◆ **Description of the task**:
The data below must be copied in full and without any change.

═══

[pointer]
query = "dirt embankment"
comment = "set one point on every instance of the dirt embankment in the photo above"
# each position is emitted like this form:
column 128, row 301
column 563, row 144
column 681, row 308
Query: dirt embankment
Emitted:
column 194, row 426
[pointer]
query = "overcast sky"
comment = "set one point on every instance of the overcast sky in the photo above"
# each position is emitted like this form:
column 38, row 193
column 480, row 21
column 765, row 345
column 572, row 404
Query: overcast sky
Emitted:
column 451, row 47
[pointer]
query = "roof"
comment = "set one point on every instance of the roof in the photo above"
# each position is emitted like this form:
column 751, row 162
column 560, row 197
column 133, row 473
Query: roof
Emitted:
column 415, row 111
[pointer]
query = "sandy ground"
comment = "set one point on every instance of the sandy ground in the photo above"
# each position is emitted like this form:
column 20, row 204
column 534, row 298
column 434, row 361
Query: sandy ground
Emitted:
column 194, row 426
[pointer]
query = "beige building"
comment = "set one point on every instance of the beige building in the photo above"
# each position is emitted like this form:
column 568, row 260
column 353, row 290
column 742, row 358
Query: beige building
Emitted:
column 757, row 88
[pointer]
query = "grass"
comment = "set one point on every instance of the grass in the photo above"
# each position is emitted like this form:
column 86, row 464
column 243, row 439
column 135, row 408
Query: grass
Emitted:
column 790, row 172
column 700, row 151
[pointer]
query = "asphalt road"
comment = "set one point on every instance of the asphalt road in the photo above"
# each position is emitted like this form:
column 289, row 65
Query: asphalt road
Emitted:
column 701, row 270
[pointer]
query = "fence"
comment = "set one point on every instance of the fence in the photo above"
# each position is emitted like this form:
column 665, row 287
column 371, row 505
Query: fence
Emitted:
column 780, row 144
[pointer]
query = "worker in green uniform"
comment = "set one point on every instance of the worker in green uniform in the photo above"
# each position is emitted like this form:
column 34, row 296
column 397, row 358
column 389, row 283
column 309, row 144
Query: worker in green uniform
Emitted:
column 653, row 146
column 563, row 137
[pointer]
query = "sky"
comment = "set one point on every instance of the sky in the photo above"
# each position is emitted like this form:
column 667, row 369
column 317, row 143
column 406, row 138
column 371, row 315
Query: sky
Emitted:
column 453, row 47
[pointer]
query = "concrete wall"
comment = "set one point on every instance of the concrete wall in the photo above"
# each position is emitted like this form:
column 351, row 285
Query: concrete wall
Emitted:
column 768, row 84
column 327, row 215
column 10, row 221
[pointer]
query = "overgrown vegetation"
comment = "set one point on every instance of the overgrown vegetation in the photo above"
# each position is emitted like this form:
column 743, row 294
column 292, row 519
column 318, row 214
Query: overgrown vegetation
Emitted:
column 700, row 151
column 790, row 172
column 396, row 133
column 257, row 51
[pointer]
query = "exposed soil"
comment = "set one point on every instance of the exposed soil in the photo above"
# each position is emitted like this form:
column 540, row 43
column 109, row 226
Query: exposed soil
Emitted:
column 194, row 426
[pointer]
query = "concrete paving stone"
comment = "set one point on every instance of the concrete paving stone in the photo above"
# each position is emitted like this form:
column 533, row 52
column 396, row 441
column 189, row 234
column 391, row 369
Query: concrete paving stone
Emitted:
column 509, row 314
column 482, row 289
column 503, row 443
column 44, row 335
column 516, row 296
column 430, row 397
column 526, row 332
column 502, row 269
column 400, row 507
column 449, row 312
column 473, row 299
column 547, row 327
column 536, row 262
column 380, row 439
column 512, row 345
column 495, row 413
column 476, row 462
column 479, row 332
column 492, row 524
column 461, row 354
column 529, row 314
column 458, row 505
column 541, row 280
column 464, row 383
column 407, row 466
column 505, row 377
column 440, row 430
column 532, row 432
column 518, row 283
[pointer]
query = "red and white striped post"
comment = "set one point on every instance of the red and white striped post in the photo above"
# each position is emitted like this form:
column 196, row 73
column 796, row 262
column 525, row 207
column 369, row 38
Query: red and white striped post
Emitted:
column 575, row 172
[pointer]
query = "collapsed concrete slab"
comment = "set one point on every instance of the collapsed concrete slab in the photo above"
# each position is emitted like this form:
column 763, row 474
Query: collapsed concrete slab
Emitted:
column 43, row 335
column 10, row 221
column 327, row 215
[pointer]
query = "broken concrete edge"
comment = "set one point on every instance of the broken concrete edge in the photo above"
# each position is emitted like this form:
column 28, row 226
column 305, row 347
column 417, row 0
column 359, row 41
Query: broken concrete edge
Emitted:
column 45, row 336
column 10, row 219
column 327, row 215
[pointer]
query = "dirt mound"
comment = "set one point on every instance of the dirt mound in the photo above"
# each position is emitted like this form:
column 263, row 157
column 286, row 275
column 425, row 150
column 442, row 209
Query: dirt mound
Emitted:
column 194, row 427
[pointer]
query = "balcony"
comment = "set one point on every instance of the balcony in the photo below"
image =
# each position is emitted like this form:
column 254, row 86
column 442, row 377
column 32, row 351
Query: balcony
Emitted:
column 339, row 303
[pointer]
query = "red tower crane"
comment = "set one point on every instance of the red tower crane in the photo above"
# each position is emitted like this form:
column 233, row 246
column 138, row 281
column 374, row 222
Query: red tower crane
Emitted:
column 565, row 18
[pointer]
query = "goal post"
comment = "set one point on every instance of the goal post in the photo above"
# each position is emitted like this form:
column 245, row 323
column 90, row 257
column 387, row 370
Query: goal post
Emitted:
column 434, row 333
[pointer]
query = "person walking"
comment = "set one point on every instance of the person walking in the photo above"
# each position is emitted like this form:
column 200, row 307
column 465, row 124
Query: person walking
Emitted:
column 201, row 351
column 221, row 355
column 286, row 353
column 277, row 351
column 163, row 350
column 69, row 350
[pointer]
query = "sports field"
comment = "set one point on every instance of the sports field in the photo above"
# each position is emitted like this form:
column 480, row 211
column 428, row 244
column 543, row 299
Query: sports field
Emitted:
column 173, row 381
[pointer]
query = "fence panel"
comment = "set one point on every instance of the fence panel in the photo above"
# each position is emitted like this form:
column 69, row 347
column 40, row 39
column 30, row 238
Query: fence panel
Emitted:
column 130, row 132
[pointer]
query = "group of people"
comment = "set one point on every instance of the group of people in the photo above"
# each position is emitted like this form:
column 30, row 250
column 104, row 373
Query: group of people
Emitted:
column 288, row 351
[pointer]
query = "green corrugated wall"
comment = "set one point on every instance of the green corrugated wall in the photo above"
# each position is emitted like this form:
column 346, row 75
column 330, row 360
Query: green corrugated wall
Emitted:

═══

◆ **Reply to the exercise**:
[pointer]
query = "dirt embankment"
comment = "set one point on every instance of the dirt embankment in the photo above"
# each position is emitted like this form:
column 128, row 301
column 563, row 144
column 681, row 308
Query: dirt embankment
Emitted:
column 194, row 426
[pointer]
query = "overcast sky"
comment = "set one point on every instance of the overcast sky in the photo above"
# each position is emitted like this form:
column 38, row 193
column 480, row 21
column 765, row 345
column 572, row 404
Query: overcast sky
Emitted:
column 451, row 47
[pointer]
query = "roof"
comment = "set one point on every instance of the roof in the photo above"
# each position is emitted like this form:
column 751, row 162
column 560, row 197
column 133, row 473
Query: roof
Emitted:
column 415, row 111
[pointer]
query = "sandy ground"
comment = "set one point on every instance of the sandy ground in the photo above"
# each position is emitted like this form:
column 20, row 204
column 534, row 298
column 434, row 361
Query: sandy ground
Emitted:
column 194, row 426
[pointer]
query = "beige building"
comment = "set one point on every instance of the beige building in the photo above"
# each position is emitted like this form:
column 568, row 260
column 353, row 290
column 742, row 358
Query: beige building
Emitted:
column 757, row 88
[pointer]
query = "grass"
comment = "set one point on every instance of the grass in the photo above"
# each position is emitted like this form:
column 86, row 464
column 243, row 439
column 135, row 408
Query: grass
Emitted:
column 790, row 172
column 700, row 151
[pointer]
query = "asphalt road"
comment = "set one point on every instance of the asphalt road in the photo above"
# each position is emitted like this form:
column 289, row 65
Query: asphalt road
Emitted:
column 701, row 270
[pointer]
query = "fence"
comment = "set one point on every instance of the fence in the photo above"
# each position is emitted like this form:
column 665, row 287
column 371, row 505
Query: fence
Emitted:
column 780, row 144
[pointer]
query = "worker in green uniform"
comment = "set one point on every instance of the worker in green uniform in the photo above"
# each position is emitted like this form:
column 34, row 296
column 397, row 358
column 389, row 283
column 309, row 144
Query: worker in green uniform
Emitted:
column 653, row 146
column 563, row 137
[pointer]
query = "sky"
comment = "set one point on every instance of the sky in the photo above"
# each position is emitted like this form:
column 667, row 369
column 317, row 143
column 406, row 138
column 371, row 315
Query: sky
Emitted:
column 453, row 47
[pointer]
query = "concrete wall"
comment = "set one point on every instance of the concrete wall in the photo above"
# each position is emitted like this form:
column 351, row 285
Query: concrete wall
Emitted:
column 768, row 84
column 327, row 215
column 10, row 221
[pointer]
query = "overgrown vegetation"
comment = "set one point on every instance of the overgrown vegetation in the photo above"
# each position is emitted like this form:
column 743, row 294
column 292, row 519
column 318, row 214
Query: overgrown vegetation
Emitted:
column 700, row 151
column 790, row 172
column 396, row 133
column 257, row 51
[pointer]
query = "exposed soil"
comment = "set one point on every instance of the exposed soil in the photo above"
# each position is emitted like this form:
column 540, row 43
column 109, row 226
Query: exposed soil
Emitted:
column 194, row 426
[pointer]
query = "concrete paving stone"
comment = "set one point on every instance of the concrete paving stone in the photo above"
# each position is emitted like this form:
column 533, row 52
column 396, row 441
column 189, row 234
column 391, row 369
Query: concrete paving stone
Emitted:
column 509, row 314
column 482, row 289
column 503, row 443
column 44, row 335
column 516, row 296
column 430, row 397
column 526, row 332
column 502, row 269
column 400, row 507
column 449, row 312
column 473, row 299
column 547, row 327
column 536, row 262
column 380, row 439
column 512, row 345
column 495, row 413
column 476, row 462
column 479, row 332
column 492, row 524
column 461, row 354
column 529, row 314
column 458, row 505
column 541, row 280
column 464, row 383
column 407, row 466
column 505, row 377
column 440, row 430
column 532, row 432
column 518, row 283
[pointer]
query = "red and white striped post"
comment = "set one point on every instance of the red and white striped post in the photo above"
# each position is emitted like this form:
column 196, row 73
column 796, row 262
column 525, row 207
column 369, row 38
Query: red and white striped post
Emitted:
column 575, row 172
[pointer]
query = "collapsed concrete slab"
comment = "set one point on every instance of the collapsed concrete slab in the photo above"
# each position is emitted like this form:
column 763, row 474
Query: collapsed concrete slab
Emitted:
column 43, row 335
column 10, row 221
column 327, row 215
[pointer]
query = "broken concrete edge"
comment = "set one point on every instance of the broken concrete edge in the photo above"
# each position is emitted like this form:
column 28, row 226
column 305, row 347
column 417, row 0
column 359, row 41
Query: broken concrete edge
Emitted:
column 45, row 336
column 10, row 219
column 327, row 215
[pointer]
query = "dirt mound"
comment = "set one point on every instance of the dirt mound in the photo above"
# each position is emitted like this form:
column 263, row 157
column 286, row 275
column 425, row 150
column 442, row 209
Query: dirt mound
Emitted:
column 194, row 427
[pointer]
query = "balcony"
comment = "set one point on every instance of the balcony in the photo below"
image =
# each position is emitted like this form:
column 254, row 86
column 442, row 377
column 32, row 351
Query: balcony
Emitted:
column 339, row 303
[pointer]
query = "red tower crane"
comment = "set one point on every instance of the red tower crane in the photo above"
# each position is emitted like this form:
column 233, row 246
column 138, row 281
column 374, row 222
Query: red tower crane
Emitted:
column 565, row 18
[pointer]
query = "goal post"
comment = "set one point on every instance of the goal post in the photo above"
# each position is emitted like this form:
column 245, row 323
column 90, row 257
column 387, row 370
Query: goal post
Emitted:
column 434, row 333
[pointer]
query = "person walking"
comment = "set one point on every instance of the person walking in the photo above"
# each position is emitted like this form:
column 200, row 307
column 465, row 124
Query: person walking
Emitted:
column 201, row 351
column 221, row 355
column 286, row 353
column 277, row 351
column 163, row 350
column 69, row 350
[pointer]
query = "sports field"
comment = "set one point on every instance of the sports field in the photo above"
# each position is emitted like this form:
column 480, row 211
column 428, row 244
column 543, row 299
Query: sports field
Emitted:
column 173, row 381
[pointer]
query = "fence panel"
comment = "set one point on every instance of the fence panel in the photo above"
# each position is emitted like this form:
column 69, row 347
column 40, row 39
column 30, row 238
Query: fence panel
Emitted:
column 130, row 132
[pointer]
query = "group of people"
comment = "set one point on every instance of the group of people in the photo above"
# each position is emitted like this form:
column 30, row 250
column 104, row 373
Query: group of people
Emitted:
column 288, row 351
[pointer]
query = "green corrugated wall"
comment = "set one point on every instance of the green corrugated wall in the photo above"
# each position is emitted like this form:
column 346, row 75
column 330, row 360
Query: green corrugated wall
Emitted:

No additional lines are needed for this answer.